THE REQUEST — Reproduce the records without any change, from the line containing "hoof, pixel coordinates, sample" up to and including the final line of the records.

DATA —
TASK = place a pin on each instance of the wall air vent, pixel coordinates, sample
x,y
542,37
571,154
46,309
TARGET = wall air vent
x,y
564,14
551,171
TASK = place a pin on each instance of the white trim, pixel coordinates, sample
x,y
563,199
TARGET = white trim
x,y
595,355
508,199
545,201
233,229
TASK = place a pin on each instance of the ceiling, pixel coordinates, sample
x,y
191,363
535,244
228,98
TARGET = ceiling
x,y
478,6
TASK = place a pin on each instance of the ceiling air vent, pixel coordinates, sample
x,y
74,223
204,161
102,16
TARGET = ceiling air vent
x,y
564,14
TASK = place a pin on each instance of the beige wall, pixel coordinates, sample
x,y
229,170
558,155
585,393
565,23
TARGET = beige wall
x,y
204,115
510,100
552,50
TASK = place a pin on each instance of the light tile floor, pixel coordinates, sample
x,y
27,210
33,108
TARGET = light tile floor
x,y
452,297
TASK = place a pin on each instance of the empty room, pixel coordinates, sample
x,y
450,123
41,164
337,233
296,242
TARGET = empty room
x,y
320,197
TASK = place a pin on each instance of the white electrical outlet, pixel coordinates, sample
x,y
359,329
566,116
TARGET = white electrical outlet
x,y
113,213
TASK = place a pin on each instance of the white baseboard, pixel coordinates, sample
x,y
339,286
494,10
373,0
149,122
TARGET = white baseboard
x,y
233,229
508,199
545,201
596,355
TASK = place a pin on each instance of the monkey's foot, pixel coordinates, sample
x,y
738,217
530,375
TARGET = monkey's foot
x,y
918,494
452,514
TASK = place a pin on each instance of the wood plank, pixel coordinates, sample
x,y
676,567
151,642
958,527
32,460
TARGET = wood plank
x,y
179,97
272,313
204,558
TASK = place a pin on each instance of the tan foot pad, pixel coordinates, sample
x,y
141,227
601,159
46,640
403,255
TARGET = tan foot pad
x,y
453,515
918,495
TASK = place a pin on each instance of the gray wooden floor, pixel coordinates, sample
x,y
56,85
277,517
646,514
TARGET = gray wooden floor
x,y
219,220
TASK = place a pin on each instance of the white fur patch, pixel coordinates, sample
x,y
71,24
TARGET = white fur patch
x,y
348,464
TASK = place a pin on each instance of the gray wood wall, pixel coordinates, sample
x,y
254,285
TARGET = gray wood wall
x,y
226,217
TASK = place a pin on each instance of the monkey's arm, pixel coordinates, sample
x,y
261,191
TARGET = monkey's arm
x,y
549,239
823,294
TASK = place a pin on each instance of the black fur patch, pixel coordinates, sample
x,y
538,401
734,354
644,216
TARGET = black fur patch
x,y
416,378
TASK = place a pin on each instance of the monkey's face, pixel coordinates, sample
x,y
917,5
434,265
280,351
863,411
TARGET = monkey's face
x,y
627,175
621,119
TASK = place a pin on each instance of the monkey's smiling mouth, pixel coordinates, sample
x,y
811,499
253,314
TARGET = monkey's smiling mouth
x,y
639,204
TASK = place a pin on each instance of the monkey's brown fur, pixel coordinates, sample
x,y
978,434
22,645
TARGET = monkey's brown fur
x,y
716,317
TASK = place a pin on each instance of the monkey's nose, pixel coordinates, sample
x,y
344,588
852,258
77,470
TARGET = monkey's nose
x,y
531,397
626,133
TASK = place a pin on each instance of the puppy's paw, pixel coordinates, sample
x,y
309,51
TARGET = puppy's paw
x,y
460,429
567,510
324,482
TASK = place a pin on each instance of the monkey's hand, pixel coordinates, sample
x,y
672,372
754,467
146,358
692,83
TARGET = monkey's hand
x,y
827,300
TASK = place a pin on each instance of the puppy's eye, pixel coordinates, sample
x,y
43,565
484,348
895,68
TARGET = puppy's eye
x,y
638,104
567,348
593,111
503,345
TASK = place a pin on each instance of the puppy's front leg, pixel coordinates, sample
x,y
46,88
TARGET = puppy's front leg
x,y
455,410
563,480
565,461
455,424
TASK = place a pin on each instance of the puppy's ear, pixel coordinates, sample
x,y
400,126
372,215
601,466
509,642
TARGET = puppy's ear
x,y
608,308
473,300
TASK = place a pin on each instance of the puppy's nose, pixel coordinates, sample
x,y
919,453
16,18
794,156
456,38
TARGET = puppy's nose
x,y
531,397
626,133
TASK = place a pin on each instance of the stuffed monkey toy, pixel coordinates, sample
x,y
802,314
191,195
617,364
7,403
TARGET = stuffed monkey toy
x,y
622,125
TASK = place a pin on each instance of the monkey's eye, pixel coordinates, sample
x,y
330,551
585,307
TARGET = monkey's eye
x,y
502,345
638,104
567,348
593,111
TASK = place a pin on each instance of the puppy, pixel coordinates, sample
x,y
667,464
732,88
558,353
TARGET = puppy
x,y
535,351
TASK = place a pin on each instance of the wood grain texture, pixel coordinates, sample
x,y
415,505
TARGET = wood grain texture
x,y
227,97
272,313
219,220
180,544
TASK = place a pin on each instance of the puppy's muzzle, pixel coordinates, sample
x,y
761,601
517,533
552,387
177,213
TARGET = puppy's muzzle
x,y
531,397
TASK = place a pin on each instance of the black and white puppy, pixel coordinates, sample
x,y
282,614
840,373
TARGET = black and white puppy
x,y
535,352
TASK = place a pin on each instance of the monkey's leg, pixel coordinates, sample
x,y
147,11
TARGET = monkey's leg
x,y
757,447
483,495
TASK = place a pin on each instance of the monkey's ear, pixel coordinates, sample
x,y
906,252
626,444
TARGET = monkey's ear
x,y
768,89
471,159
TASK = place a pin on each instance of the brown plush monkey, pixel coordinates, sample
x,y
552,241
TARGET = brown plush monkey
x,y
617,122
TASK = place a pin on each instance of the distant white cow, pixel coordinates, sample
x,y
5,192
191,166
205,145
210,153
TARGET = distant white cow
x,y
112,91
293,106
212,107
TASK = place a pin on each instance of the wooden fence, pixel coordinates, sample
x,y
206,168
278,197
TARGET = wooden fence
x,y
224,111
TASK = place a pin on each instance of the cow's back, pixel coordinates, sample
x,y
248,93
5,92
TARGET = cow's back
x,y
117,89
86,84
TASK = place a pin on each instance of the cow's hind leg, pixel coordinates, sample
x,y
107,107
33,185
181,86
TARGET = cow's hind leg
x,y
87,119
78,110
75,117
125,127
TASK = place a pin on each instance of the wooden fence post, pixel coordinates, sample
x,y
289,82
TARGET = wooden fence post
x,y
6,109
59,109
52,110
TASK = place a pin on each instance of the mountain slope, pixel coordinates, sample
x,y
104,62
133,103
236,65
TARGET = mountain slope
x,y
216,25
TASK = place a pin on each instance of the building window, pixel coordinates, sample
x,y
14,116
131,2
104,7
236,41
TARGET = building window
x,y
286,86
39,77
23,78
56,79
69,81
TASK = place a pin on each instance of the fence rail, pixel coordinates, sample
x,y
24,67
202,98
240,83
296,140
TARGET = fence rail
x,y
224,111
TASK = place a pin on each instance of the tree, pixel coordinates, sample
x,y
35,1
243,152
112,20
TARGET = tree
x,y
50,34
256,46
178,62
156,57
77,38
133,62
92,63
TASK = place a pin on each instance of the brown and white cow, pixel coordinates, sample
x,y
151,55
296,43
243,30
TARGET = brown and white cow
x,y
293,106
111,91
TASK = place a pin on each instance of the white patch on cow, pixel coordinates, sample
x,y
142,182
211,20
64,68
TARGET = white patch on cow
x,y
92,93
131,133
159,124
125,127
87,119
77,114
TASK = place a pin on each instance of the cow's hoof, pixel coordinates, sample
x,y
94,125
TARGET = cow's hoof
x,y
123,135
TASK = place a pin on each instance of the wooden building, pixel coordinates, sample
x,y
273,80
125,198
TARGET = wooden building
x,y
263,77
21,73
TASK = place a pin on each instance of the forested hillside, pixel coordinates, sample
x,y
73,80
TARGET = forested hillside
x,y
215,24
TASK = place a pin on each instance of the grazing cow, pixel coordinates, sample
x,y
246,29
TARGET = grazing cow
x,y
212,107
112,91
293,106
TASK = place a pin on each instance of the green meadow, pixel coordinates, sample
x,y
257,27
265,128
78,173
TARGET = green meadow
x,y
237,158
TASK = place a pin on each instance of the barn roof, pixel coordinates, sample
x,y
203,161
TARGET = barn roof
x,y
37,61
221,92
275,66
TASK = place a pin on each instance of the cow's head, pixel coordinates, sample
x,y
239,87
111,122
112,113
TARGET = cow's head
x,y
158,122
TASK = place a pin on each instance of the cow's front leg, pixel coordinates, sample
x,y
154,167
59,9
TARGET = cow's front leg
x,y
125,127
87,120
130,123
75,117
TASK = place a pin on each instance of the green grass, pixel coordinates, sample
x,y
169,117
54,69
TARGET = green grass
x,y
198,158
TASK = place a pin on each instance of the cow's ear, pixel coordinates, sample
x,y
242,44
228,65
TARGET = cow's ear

RIGHT ANSWER —
TASK = place a pin on each instance of the cow's hoof, pixel coordinates, sample
x,y
94,125
TARGET = cow's hoof
x,y
123,135
TASK = place a pin on each instance of the wooden building, pixel coordinates, sample
x,y
273,80
125,198
TARGET = wooden building
x,y
263,77
21,73
TASK = place a pin on each instance of the forested hillside, pixel coordinates, sample
x,y
73,80
TARGET = forested hillside
x,y
215,24
TASK = place a pin on each instance of the grazing cow, pixel coordinates, sample
x,y
246,29
TARGET = grazing cow
x,y
212,107
112,91
293,106
TASK = place a pin on each instance of the green meadow, pixel coordinates, sample
x,y
257,27
265,128
78,173
TARGET = green meadow
x,y
237,158
TASK = place a pin on each instance of the barn roof, pixel coordinates, sample
x,y
203,161
TARGET = barn roof
x,y
37,61
221,92
275,66
TASK = place a pin on each instance of the cow's head, pixel coordinates, sample
x,y
239,87
111,122
112,113
TARGET = cow's head
x,y
158,122
TASK = place a pin on each instance of the cow's front leg, pixel coordinates, sample
x,y
154,167
59,9
TARGET = cow's front leg
x,y
125,127
87,120
130,123
75,117
TASK = place a pin on each instance of the green grass, pixel coordinates, sample
x,y
169,117
54,69
TARGET = green grass
x,y
198,158
TASK = place a pin on each instance of the cow's ear, pixel coordinates, sample
x,y
242,44
228,65
TARGET = cow's ear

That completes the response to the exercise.